**TASK TO COMPLETE:**
Retype each of the rows below word for word, leaving out the pictures.

Segmentation dataset excerpts:
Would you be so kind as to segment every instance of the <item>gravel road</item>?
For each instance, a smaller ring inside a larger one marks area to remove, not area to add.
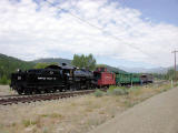
[[[178,88],[148,99],[90,133],[178,133]]]

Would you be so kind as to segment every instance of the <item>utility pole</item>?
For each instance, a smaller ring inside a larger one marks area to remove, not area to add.
[[[172,51],[171,53],[175,53],[175,79],[176,79],[176,53],[177,53],[178,51]]]

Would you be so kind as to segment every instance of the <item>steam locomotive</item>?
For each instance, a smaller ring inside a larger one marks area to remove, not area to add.
[[[19,94],[53,93],[56,91],[95,88],[93,74],[89,70],[67,64],[49,65],[44,69],[19,70],[11,74],[10,86]]]

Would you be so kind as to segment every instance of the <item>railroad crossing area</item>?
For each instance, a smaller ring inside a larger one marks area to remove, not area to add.
[[[178,133],[178,88],[134,106],[89,133]]]

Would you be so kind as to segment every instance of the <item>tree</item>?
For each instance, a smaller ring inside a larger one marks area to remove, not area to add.
[[[2,75],[2,78],[0,79],[0,84],[8,84],[8,79],[6,75]]]
[[[72,63],[72,65],[76,65],[80,69],[87,68],[89,70],[95,70],[95,68],[96,68],[96,59],[93,58],[93,55],[91,53],[89,55],[75,54],[71,63]]]

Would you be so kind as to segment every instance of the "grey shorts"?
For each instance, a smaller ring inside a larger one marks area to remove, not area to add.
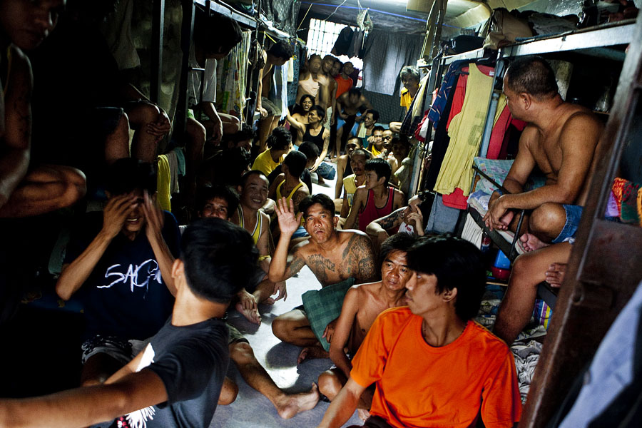
[[[90,357],[96,354],[106,354],[123,365],[127,364],[145,349],[151,339],[137,340],[96,335],[83,342],[82,362],[85,364]]]
[[[268,116],[281,116],[281,107],[265,96],[261,97],[261,106],[268,111]]]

**SOLUTION TO THIS PROBLEM:**
Would you be so kind as to segment every instance of the <item>gravel road</item>?
For each instance, a smaller ring inside a larger one marks area to remove, not area to add.
[[[178,88],[148,99],[90,133],[178,133]]]

Would you be so kind as to segment every instance of the <item>utility pole</item>?
For each instance, a smaller ring inside a larger one marks area to remove, not area to add.
[[[172,51],[171,53],[175,53],[175,79],[176,79],[176,53],[177,53],[178,51]]]

Would you be so kind as to segment every instance of the <item>steam locomotive</item>?
For each instance, a smaller ring inside a larger one marks area to remove, not area to add.
[[[19,94],[53,93],[56,91],[95,88],[93,74],[89,70],[67,64],[49,65],[44,69],[19,70],[11,74],[10,86]]]

Would you be so kind as to segment every instance of the <item>railroad crossing area</item>?
For each instance, a smaller ring inside a larger one marks area to remove, not area to add.
[[[178,133],[178,88],[134,106],[89,133]]]

Would you be so kind as to segment every instance of the <item>tree</item>?
For each instance, a smaller ring inside a larger one marks area to remove, not area to add.
[[[2,75],[2,78],[0,79],[0,84],[8,84],[8,79],[6,75]]]
[[[72,63],[72,65],[76,65],[80,69],[87,68],[89,70],[95,70],[95,68],[96,68],[96,59],[93,58],[93,55],[91,53],[89,55],[75,54],[71,63]]]

Would you be so kind as to segment every instance of the "grey shorts"?
For each instance, a smaller ring inside a larger one marks area to remove, not area to add.
[[[90,357],[96,354],[106,354],[123,365],[127,364],[145,349],[151,339],[137,340],[96,335],[83,342],[82,362],[85,364]]]
[[[268,116],[281,116],[281,107],[265,96],[261,97],[261,106],[268,111]]]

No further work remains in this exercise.